>> Start Raw data
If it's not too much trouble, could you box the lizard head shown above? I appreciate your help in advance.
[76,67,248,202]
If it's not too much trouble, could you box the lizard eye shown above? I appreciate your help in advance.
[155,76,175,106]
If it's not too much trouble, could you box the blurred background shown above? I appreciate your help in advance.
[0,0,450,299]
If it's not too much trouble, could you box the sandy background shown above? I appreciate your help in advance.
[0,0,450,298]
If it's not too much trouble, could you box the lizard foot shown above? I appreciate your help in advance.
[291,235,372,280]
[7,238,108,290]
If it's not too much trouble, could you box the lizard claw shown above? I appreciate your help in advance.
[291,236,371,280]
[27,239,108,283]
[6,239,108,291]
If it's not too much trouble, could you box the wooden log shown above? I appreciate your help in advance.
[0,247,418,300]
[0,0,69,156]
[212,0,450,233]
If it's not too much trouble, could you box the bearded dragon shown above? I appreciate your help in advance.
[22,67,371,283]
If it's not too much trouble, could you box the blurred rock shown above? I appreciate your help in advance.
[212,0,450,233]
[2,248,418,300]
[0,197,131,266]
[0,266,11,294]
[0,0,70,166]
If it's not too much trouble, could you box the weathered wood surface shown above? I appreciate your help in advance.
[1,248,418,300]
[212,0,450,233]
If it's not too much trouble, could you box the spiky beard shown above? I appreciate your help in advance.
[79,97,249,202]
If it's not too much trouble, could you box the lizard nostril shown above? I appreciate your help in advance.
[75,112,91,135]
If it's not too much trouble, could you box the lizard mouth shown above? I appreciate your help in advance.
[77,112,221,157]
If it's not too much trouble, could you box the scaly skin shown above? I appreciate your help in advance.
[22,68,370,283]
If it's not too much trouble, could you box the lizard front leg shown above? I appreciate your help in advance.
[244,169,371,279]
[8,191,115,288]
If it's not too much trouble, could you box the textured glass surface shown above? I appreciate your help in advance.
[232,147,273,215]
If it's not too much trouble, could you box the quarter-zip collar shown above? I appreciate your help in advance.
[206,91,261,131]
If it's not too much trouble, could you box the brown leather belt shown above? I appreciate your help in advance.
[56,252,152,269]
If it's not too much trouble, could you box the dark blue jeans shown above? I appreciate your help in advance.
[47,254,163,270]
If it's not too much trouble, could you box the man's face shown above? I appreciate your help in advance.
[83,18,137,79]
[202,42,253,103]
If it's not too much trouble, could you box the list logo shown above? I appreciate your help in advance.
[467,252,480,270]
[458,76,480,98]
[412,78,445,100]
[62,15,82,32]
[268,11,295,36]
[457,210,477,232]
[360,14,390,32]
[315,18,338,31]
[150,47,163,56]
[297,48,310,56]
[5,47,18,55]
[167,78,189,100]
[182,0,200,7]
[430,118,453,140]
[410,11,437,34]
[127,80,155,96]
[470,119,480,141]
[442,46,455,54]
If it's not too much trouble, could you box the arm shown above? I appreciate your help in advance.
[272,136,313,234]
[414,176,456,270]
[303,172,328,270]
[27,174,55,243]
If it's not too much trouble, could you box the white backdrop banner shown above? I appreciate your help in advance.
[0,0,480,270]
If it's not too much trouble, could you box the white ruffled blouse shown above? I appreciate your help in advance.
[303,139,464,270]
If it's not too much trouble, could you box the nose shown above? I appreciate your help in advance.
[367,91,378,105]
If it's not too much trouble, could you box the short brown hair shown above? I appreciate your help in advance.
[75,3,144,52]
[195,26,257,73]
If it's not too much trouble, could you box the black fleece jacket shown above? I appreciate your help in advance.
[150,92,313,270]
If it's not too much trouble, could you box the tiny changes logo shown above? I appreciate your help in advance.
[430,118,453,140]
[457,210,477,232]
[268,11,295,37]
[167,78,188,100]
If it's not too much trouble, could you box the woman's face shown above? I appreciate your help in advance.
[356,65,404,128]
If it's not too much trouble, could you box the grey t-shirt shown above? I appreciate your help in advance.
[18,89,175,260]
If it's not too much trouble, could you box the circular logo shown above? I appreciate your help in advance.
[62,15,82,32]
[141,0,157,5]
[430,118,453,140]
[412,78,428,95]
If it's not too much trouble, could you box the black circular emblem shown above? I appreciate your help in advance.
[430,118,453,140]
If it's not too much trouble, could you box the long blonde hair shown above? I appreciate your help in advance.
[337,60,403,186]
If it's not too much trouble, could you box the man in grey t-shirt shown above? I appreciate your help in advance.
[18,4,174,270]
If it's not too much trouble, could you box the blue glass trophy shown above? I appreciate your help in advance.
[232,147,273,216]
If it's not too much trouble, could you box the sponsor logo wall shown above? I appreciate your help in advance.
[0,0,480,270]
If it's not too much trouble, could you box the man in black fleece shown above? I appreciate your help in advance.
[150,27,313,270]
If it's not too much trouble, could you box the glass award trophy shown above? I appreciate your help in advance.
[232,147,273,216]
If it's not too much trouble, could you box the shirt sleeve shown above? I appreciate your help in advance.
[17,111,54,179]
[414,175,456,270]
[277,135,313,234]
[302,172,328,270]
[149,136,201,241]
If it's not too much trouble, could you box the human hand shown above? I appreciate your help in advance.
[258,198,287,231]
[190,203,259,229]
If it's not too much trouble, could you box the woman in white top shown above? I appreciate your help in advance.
>> End Raw data
[Exercise] Please reproduce every one of the records above word for word, in their original order.

[Worked answer]
If it's not too much trouble, could you box the lizard head shown above? I appreciate your help in advance.
[76,67,248,202]
If it's not too much trouble, could you box the lizard eye shown above? I appreciate your help in advance.
[155,76,175,106]
If it's not too much trouble, could you box the blurred background shown above? I appreciate your help in advance.
[0,0,450,299]
If it's not too much trouble, could you box the sandy background shown above? I appreciate your help in advance.
[0,0,450,298]
If it's not too much trouble, could you box the lizard foot shown above? I appreciate your help in advance.
[291,235,372,280]
[7,238,108,290]
If it's not too much trouble, could you box the lizard claw shown above? I appreciate your help in advance.
[291,236,371,280]
[27,239,108,283]
[6,239,108,291]
If it's not too much trouble, could you box the wooden log shown above? I appreciate your help in advance.
[0,247,418,300]
[0,0,69,156]
[212,0,450,233]
If it's not too much trouble, could you box the bearded dragon shown above? I appreciate your help in advance.
[22,67,371,283]
If it's not too much trouble, could you box the blurred rock shown above? I appreciate your help in advance.
[212,0,450,233]
[2,248,418,300]
[0,197,131,266]
[0,266,11,294]
[0,0,70,166]
If it's not too much trouble, could you box the weathered wood surface shown above? I appreciate your help in advance.
[1,248,418,300]
[212,0,450,233]
If it's not too much trouble, could you box the spiky beard shown above? I appreciate your help in advance.
[79,97,249,202]
If it's not too much trouble, could you box the lizard nostril shown above? I appreciate your help in advance.
[75,112,91,135]
If it's not too much trouble, could you box the lizard mouth shown above? I appreciate your help in advance.
[77,112,221,157]
If it's not too much trouble, could you box the scaly skin shown above? I appreciate your help in advance.
[22,68,370,283]
If it's not too much trouble, could you box the lizard front leg shown above? I appreciate your help in advance.
[244,169,371,279]
[8,191,115,288]
If it's not too much trouble, could you box the textured glass surface shown above? I appreciate your help in advance.
[232,147,273,215]
If it's not too much trouble, could you box the quarter-zip collar shown above? I appreciate your help in advance.
[206,91,261,131]
If it's not too much trouble, could you box the brown leather belt shown above? I appreciate your help in advance.
[56,252,152,269]
If it's not too much trouble, could you box the dark blue jeans shown above? I appreciate your help in advance.
[47,254,163,270]
If it's not too much trouble, could you box the man's face shown above? I appreciate your help in advance.
[83,18,137,79]
[202,42,253,103]
If it's not too much trouble, could you box the list logo shown above? I appreciate your help in advance.
[467,252,480,270]
[458,76,480,98]
[412,78,445,100]
[62,15,82,32]
[268,11,295,36]
[457,210,477,232]
[360,14,390,32]
[315,18,338,31]
[150,47,163,56]
[297,48,310,56]
[5,47,18,55]
[167,78,189,100]
[182,0,200,7]
[430,118,453,140]
[410,11,437,34]
[127,80,155,96]
[470,119,480,141]
[442,46,455,54]
If it's not too much trouble, could you box the arm shown above? I appreciate your help in advance.
[272,136,313,234]
[414,176,456,270]
[303,172,328,270]
[27,174,55,243]
If it's not too much trouble, could you box the white backdrop banner shown above? I appreciate your help in advance.
[0,0,480,270]
If it's not too much trouble, could you box the white ruffled blouse shown above? I appreciate your help in advance.
[303,139,464,270]
If it's not too much trouble, could you box the nose shown above? I appreciate your help in advance.
[367,91,378,105]
If it's not too much trouble, could you box the short brown hair shown above? I appreciate your help in advance.
[75,3,144,52]
[195,26,257,73]
If it's not too much trouble, could you box the black fleece jacket shown above? I appreciate your help in advance.
[150,92,313,270]
If it's not too much trouble, could you box the tiny changes logo shown above? I appreciate your help in advance.
[430,118,453,140]
[457,210,477,232]
[268,11,295,37]
[167,78,188,100]
If it's not too much trouble, could you box the woman's face shown above? I appreciate your help in advance.
[356,65,404,128]
If it's not too much trouble, could you box the grey t-shirt shown above? I appreciate your help in advance.
[18,89,175,260]
If it's not too much trouble, could you box the circular logo shown above? I appreciate your help in advance.
[62,15,82,32]
[141,0,157,5]
[430,118,453,140]
[412,78,428,95]
If it's not too much trouble, could you box the black circular emblem shown above? I appreciate your help in advance.
[430,118,453,140]
If it's not too much trouble, could you box the long blonde hair shown above? I appreciate your help in advance.
[337,60,403,186]
If it's not too much trouble, could you box the man in grey t-shirt shown above? I appreciate your help in advance.
[18,4,174,270]
If it's not too much trouble, could you box the blue glass trophy shown above? I appreciate your help in advance.
[232,147,273,216]
If it's not too much trouble, could you box the sponsor logo wall shown above? I appreciate your help in advance.
[0,0,480,270]
If it's not too much trouble, could you box the man in black fleece shown above? I appreciate your help in advance.
[150,27,313,270]
If it's not too much trouble, could you box the glass award trophy shown above? I appreciate your help in advance.
[232,147,273,216]
If it's not too much trouble, could you box the shirt sleeve shown above? I appreciate your help in advance.
[17,111,54,179]
[414,175,456,270]
[277,135,313,234]
[302,172,328,270]
[149,136,201,241]
If it's not too much trouble, could you box the human hand shown above? I appreciate your help in advance.
[258,198,287,231]
[190,203,259,229]
If it's not too much trouble, could you box the woman in white top shown above? I appreciate your help in advance.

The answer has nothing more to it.